Extend the chapter below on choosing big data technologies, picking up right after its final sentence about cloud technologies.

■ Text to read
· · · · · · ·
Chapter 9


Choosing your technologies

You’ll find it’s become much easier to start collecting and using big data thanks to recent developments in technology, but the range of technologies can be bewildering. Do an image search for the most recent ‘Big Data Landscape’ and you’ll see what I mean. We should never start our big data journey by focusing on technology, but we won’t get far into the journey without it.

We’ll talk about your technology stack, which is the set of components that together make up your technology solution. For example, your production stack might be Java or C++ code running on an Ubuntu (Linux) operating system, which may in turn be running code in Docker containers on HP servers, possibly cloud-based. Most components of your stack will already be in place, courtesy of your IT department.

In assembling your technology for big data, you’ll need to make decisions such as:

  1. What computer hardware will you use?
  2. Where will that hardware be located?
  3. How will you construct the data pipeline (including choice of source systems and sensors, transfer mechanisms, data cleaning processes and destination databases or applications)?
  4. What software will you use: programming languages, libraries, frameworks and third-party tooling?
  5. How will you deliver the results to the internal and external end users?

Some of these decisions are more critical than others, and many will be dictated or heavily influenced by your industry sector and your organization. The second question above, hardware location, is the newer consideration in the world of IT, and I’ll devote more space to it below.

Choosing your hardware

Look closely at your current and projected requirements for data volume, processing and transfer. Most software applications will specify minimum and recommended hardware specs, including details of number and power of processors, memory (RAM), storage (disk) and networking capabilities. Big data solutions will often require clusters of machines, typically 3–6 to cover basic functionality, but scaling up to tens of thousands for large applications. Neural networks are fastest when run on specialized processors, such as GPUs, rather than on standard CPUs, so don’t plan to re-deploy standard processors for such applications.

Choosing where your technology is located: cloud solutions

We introduced cloud computing in Chapter 5, where we described public and private clouds, the latter being when a large company dynamically allocates centralized computing resources to internal business units. Cloud technologies include hardware and software applications such as email, databases, CRM systems, HR systems, disaster recovery systems, etc.
· · · · · · ·
■ Recorded information
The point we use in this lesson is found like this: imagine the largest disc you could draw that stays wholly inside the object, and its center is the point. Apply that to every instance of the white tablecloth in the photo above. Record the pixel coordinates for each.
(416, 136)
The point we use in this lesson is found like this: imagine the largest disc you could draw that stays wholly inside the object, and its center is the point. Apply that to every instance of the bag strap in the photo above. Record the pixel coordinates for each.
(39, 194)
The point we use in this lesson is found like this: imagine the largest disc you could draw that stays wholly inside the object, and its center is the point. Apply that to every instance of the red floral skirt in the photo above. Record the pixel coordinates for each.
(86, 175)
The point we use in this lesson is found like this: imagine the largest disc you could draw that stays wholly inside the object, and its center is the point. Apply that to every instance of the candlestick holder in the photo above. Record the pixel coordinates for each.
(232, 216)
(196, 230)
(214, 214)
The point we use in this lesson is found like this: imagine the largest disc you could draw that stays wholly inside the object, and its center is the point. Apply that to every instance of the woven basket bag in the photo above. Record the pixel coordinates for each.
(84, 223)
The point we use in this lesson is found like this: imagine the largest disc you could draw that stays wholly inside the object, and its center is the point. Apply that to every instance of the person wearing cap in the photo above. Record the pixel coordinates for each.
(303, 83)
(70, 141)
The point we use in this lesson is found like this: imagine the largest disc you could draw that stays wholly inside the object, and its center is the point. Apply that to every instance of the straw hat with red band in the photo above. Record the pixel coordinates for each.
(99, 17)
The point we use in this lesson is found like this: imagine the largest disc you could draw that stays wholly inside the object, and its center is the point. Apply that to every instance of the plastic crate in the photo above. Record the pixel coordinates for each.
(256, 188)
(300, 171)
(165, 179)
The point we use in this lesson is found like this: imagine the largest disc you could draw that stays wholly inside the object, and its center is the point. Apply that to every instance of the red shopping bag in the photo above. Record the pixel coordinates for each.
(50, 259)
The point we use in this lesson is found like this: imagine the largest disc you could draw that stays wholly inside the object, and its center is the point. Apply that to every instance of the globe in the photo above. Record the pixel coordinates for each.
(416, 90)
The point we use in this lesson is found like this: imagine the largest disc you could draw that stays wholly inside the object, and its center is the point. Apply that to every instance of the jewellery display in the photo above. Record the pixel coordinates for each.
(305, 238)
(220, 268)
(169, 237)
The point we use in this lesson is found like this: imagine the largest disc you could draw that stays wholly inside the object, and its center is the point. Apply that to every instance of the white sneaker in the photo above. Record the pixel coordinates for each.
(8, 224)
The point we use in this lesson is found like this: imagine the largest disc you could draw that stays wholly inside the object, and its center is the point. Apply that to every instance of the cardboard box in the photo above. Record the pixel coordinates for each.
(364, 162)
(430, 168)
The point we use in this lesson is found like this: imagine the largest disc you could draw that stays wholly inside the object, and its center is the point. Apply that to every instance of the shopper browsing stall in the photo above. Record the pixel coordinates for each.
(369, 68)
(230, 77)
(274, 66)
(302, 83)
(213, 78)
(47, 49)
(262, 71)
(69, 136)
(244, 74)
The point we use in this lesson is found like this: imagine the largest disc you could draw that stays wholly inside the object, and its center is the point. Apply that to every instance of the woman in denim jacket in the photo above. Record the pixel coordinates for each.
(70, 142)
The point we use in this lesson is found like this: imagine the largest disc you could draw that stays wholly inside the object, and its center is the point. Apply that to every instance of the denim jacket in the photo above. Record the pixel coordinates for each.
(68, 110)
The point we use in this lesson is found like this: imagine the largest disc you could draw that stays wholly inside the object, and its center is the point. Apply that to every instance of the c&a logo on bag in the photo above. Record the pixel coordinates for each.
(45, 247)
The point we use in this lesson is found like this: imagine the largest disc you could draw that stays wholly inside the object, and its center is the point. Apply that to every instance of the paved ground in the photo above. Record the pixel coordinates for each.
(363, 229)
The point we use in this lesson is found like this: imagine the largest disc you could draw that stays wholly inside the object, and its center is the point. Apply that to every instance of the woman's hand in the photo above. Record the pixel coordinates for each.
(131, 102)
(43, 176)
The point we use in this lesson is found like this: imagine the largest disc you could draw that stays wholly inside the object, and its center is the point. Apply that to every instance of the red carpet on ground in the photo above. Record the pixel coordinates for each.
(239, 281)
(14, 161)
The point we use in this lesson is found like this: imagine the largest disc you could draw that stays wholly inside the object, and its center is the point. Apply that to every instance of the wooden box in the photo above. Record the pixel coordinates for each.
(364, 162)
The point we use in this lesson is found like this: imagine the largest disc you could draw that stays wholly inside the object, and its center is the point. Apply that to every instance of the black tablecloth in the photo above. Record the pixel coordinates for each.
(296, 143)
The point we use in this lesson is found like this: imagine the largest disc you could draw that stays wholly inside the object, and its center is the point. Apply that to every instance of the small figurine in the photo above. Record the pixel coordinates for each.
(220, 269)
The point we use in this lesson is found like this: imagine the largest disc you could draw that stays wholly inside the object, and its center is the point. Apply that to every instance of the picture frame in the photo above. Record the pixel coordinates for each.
· · · · · · ·
■ Task result
A study by Dell reported that 82 per cent of mid-market organizations across the globe were already using cloud resources in 2015, with 55 per cent of organizations utilizing more than one type of cloud.1 Organizations actively using cloud reported higher revenue growth rates than those who weren’t. The main perceived benefits of cloud computing are outlined in Figure 9.1.

Cloud computing enables you to quickly provision cloud-based hardware, a service known as Infrastructure as a Service (IaaS). This is key to your big data initiatives. The underlying principle in choosing technology for big data is moving quickly and with flexibility. IaaS provides this, allowing you to scale storage and processor capacity within minutes.

Figure 9.1 Top perceived benefits of cloud computing.

Figure 9.1 Top perceived benefits of cloud computing.1

Case study – 984 leftover computers

To illustrate the advantage of rapidly scaling infrastructure without committing to purchase, consider Google’s earlier image detection efforts. Initially built using CPUs running on 1000 computers, Google’s cost for the hardware was roughly one million dollars. They subsequently redeployed the project on GPUs, which worked so much better that they were able to run the model at a fraction of the cost on just sixteen computers (roughly $20,000).71 Most companies could not afford to make such a large hardware purchase for an experimental project, nor to explain to their finance department the hundreds of computers purchased but no longer needed.

You’ll still need to install software on the cloud-based hardware (the operating system, middleware, storage, etc.), but if you want to move straight to running applications, you can utilize a Platform as a Service (PaaS) offering, which may be proprietary or may be an open-sourced product implemented and maintained by a service provider. In this way, your analytics programme can outsource both the hardware and the foundational software and work directly on your application.

You may have concerns regarding security in the cloud. For public clouds and Software as a Service (SaaS), security is in fact the biggest barrier for companies considering the cloud. In the Dell study cited above, 42 per cent of companies not yet using cloud said security was the reason, far higher than any other reason. European companies often want to keep their data within Europe, particularly following Edward Snowden’s revelations and the resulting turmoil in Europe’s Safe Harbor Provisions.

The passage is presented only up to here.